YOUR OBJECTIVE: From the data below, pick out and copy every line that contains the string "target". Case counts.

::::

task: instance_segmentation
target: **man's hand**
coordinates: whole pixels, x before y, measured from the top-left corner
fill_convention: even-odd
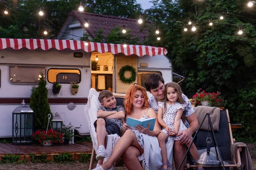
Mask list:
[[[188,144],[189,143],[190,140],[191,139],[192,134],[192,133],[190,132],[189,129],[188,129],[180,132],[180,133],[177,136],[179,136],[182,135],[180,139],[179,139],[179,141],[180,141],[180,142],[181,144]]]

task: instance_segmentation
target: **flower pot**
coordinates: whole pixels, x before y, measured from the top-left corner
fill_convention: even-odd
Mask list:
[[[97,65],[92,65],[92,70],[96,71],[97,70]]]
[[[64,139],[64,144],[69,144],[69,139],[65,138]]]
[[[57,83],[56,82],[54,82],[53,83],[53,85],[52,85],[52,92],[54,94],[58,94],[61,90],[61,88],[57,88],[56,87],[57,84]]]
[[[72,88],[72,85],[73,84],[75,85],[76,84],[75,83],[71,83],[71,86],[70,90],[71,91],[71,94],[76,94],[78,92],[78,88]]]
[[[52,144],[51,143],[51,141],[50,140],[43,141],[43,144],[44,146],[52,146]]]
[[[203,101],[201,102],[202,106],[209,106],[209,102],[208,101]]]

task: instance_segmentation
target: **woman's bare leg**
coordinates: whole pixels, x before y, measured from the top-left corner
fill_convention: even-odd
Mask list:
[[[102,166],[104,170],[111,168],[130,145],[138,148],[140,153],[143,153],[143,149],[138,143],[135,134],[132,131],[128,130],[126,130],[115,145],[111,157]]]
[[[160,132],[157,136],[159,146],[161,148],[161,155],[162,156],[162,160],[163,163],[167,163],[168,162],[168,158],[167,158],[167,151],[166,150],[166,145],[165,143],[165,140],[167,139],[168,136],[165,134],[163,132]],[[171,163],[172,164],[172,163]],[[164,169],[167,169],[168,167],[167,165],[163,165]]]
[[[133,146],[130,146],[122,156],[125,164],[129,170],[143,170],[138,156],[141,154],[140,150]]]

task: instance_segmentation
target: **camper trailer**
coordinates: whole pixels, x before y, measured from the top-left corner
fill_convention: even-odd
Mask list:
[[[32,88],[38,85],[41,73],[53,114],[58,112],[64,124],[71,122],[77,133],[85,135],[89,130],[84,109],[90,89],[124,94],[132,84],[143,86],[152,73],[171,82],[172,63],[166,53],[164,48],[144,45],[0,38],[0,137],[12,136],[12,112],[23,99],[29,104]],[[131,83],[124,83],[119,76],[126,65],[136,71]],[[129,78],[131,72],[125,76]],[[79,85],[76,93],[71,90],[73,82]],[[61,85],[57,93],[53,90],[56,83]],[[70,103],[76,106],[73,109],[68,108]]]

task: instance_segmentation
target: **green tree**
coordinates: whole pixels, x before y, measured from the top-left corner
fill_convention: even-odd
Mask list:
[[[48,115],[51,115],[51,121],[53,117],[48,103],[46,81],[44,78],[43,74],[41,74],[38,86],[33,87],[31,92],[29,106],[35,112],[34,128],[46,129],[48,121]]]
[[[169,51],[174,71],[186,78],[181,84],[183,91],[189,97],[200,88],[222,92],[231,121],[243,124],[237,134],[250,140],[256,135],[251,130],[256,129],[252,111],[256,110],[255,8],[249,8],[245,0],[160,1],[153,1],[147,18],[160,26],[159,45]],[[218,19],[219,14],[224,20]],[[187,24],[189,18],[197,21],[195,32],[190,26],[187,31],[180,26]],[[237,24],[243,24],[244,33],[238,35]]]

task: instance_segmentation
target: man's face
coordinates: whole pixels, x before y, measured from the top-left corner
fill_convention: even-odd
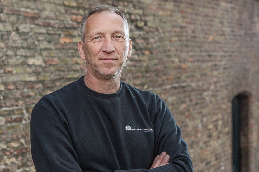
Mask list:
[[[95,13],[87,18],[83,46],[87,72],[106,80],[120,74],[131,55],[127,30],[123,19],[115,13]]]

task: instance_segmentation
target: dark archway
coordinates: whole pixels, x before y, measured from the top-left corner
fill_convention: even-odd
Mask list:
[[[233,172],[249,170],[249,97],[244,94],[232,101]]]

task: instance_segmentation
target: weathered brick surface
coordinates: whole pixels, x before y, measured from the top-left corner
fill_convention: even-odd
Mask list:
[[[133,55],[122,80],[165,101],[195,171],[231,171],[231,102],[241,93],[248,108],[241,126],[243,170],[259,171],[258,1],[2,0],[0,172],[35,171],[32,108],[85,74],[80,22],[103,3],[128,21]]]

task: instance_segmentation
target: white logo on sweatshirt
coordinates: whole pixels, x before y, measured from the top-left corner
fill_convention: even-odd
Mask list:
[[[153,129],[152,128],[131,128],[131,127],[130,126],[127,126],[125,128],[126,128],[126,129],[128,131],[130,131],[130,130],[134,130],[135,131],[144,131],[145,132],[153,132],[154,131],[153,130]]]
[[[131,127],[130,126],[126,126],[126,129],[128,131],[130,131],[131,129]]]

::::

RESULT OF THIS TASK:
target: **man's hand**
target: **flower pot**
target: **woman's bare leg**
target: **camper trailer**
target: **green tree**
target: man's face
target: dark archway
target: weathered brick surface
target: white logo on sweatshirt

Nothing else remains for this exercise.